BEGIN Extracted data
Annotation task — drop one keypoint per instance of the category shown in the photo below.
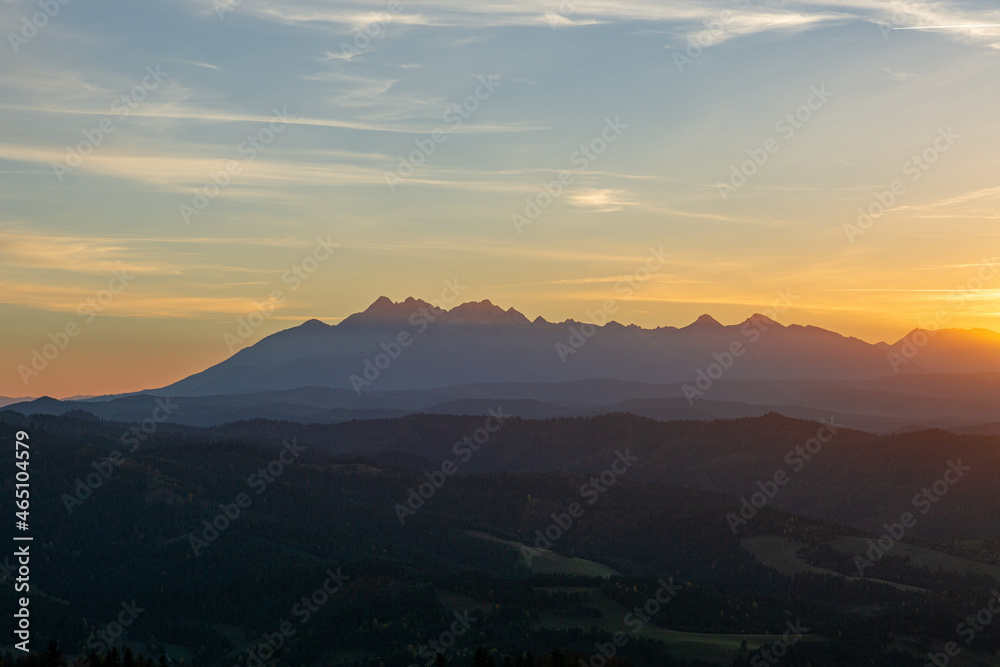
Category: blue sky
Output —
END Extracted data
BEGIN Extracted data
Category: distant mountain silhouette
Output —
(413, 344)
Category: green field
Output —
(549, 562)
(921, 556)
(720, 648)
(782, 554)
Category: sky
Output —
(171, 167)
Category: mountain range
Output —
END Extracted data
BEGIN Extracted data
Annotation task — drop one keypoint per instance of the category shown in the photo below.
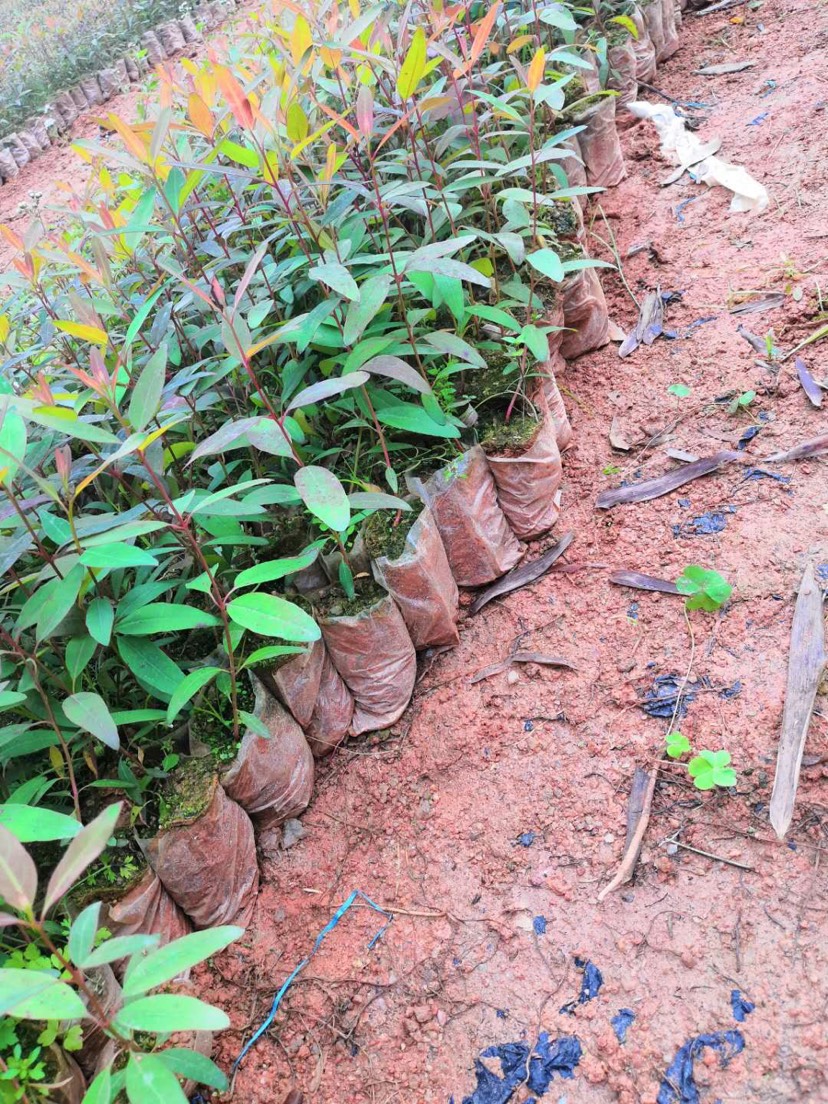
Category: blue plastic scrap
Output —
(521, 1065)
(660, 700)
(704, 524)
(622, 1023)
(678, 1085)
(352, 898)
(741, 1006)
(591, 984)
END Extracted data
◆ Task description: Please return every line of the items above that contains the word "blue", matching case exactly.

◆ Finished task:
Category: blue sky
Category: blue plastic scrap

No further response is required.